▶ Document excerpt:
Tom Morris

A pungent mix of programming, philosophy, pedanticism, procrastination, perplexity, peripheral political polemic, and platters of preposterousness.

How not to use the word ‘cloud’

The word ‘cloud’ is great. Cloud and wind metaphors enrich poetry and scripture and set the scene in stories. Dark clouds ahead and all that.

In the Old Testament, the Lord comes riding down on a swift cloud from heaven (Isaiah 19, Exodus 34, Numbers 11). Or maybe in the New Testament, the voice comes bellowing from the clouds as in the fantastic story of the Transfiguration wherein Jesus suddenly summons down Elijah and Moses, waking up the dopey disciples from their slumber, and then Peter—clearly the dopiest of the dopey three—suggests laying out three tabernacles for Jesus, Moses and Elijah. BOOM! A big cloud engulfs them and the voice of God starts bellowing: don’t you see, you idiots? It’s me, God! I’m baaack! And this time it’s personal! (Luke 9:28-36 et al). Fantastic passage.

‘Cloud’ in the sense that computer people use it has become an obnoxious, ugly little piece of jargon. It doesn’t abstract away anything useful. It just allows business people, analysts and Web 2.0 types to mystify technology more.

▶ Information provided:
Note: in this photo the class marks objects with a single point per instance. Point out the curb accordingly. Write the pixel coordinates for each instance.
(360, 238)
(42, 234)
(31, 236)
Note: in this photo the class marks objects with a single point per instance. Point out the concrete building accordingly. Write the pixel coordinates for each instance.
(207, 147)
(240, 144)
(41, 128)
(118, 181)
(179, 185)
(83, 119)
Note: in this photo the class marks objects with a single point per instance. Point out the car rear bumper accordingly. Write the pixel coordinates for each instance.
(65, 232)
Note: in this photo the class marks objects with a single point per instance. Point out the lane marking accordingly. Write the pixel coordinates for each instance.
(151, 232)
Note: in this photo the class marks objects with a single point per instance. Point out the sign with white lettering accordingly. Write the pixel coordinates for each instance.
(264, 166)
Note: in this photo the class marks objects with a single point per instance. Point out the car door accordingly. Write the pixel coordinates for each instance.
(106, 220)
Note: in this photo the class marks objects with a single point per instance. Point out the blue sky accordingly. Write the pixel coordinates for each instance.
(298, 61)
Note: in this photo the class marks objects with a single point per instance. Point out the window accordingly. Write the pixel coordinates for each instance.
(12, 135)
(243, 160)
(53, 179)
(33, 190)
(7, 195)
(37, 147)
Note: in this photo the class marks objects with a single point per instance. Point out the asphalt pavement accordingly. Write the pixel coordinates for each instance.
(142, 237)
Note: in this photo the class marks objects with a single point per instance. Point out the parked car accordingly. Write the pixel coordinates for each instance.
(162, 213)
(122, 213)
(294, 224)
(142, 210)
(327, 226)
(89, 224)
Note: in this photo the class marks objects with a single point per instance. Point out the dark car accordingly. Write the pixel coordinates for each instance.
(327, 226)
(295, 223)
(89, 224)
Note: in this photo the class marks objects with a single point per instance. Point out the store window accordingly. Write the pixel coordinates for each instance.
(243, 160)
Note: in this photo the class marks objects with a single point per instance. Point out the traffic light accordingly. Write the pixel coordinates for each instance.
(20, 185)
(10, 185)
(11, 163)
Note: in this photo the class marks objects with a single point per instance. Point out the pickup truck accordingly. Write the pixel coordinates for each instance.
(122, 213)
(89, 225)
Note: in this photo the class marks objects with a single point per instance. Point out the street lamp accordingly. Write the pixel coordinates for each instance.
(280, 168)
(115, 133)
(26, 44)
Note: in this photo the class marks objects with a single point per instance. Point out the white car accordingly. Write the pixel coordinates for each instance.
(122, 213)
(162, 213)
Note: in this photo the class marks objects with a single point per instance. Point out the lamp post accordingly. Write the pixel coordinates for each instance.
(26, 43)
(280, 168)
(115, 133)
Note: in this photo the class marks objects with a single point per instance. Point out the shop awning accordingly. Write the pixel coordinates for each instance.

▶ To-do list:
A – Copy out the lines of the records verbatim, starting with the line that contains "out the store" and continuing through the end of the records.
B – Write a continuation of the piece on the word ‘cloud’ that picks up after its final sentence.

▶ Answer list:
A –
Note: in this photo the class marks objects with a single point per instance. Point out the store window accordingly. Write the pixel coordinates for each instance.
(243, 160)
Note: in this photo the class marks objects with a single point per instance. Point out the traffic light accordingly. Write the pixel coordinates for each instance.
(20, 185)
(10, 185)
(11, 163)
Note: in this photo the class marks objects with a single point per instance. Point out the pickup truck accordingly. Write the pixel coordinates for each instance.
(122, 213)
(89, 225)
Note: in this photo the class marks objects with a single point per instance. Point out the street lamp accordingly. Write the pixel coordinates for each instance.
(280, 168)
(115, 133)
(26, 44)
Note: in this photo the class marks objects with a single point per instance. Point out the white car accordingly. Write the pixel coordinates for each instance.
(122, 213)
(162, 213)
Note: in this photo the class marks objects with a single point per instance. Point out the lamp post accordingly. Write the pixel coordinates for each instance.
(26, 43)
(280, 168)
(115, 133)
Note: in this photo the class marks objects with a single point per instance. Point out the shop awning accordingly. Write the pixel coordinates for each instance.

B –
The very metaphor of a cloud has become stale. Engineers have been using ‘cloud’ as a rough abstraction of the network or the Internet on diagrams. Fine. If we are going to reuse the metaphors of computer engineers, why not at least pick some of the cleverer or more interesting bits of engineer-speak? The point about the cloud metaphor as those diagrams use it is that they are abstracting away something essentially unimportant: the data is being transmitted over the ‘net, but in the diagram we are saying it is being processed in some interesting way before being sent through the cloud or after it gets there, something interesting is actually happening.

I mean, blimey, Wikipedia isn’t immune from this kind of idiocy.

Cloud platform services or “Platform as a Service (PaaS)” deliver a computing platform and/or solution stack as a service, often consuming cloud infrastructure and sustaining cloud applications.

I have read that sentence over and over again and I have no bloody clue what it is trying to actually say. A platform that is a service that is also a stack that consumes infrastructure and sustains applications? It is a perfect example of Orwell’s description: “phrases tacked together like the sections of a prefabricated henhouse”.

How is someone non-technical supposed to understand this garbage?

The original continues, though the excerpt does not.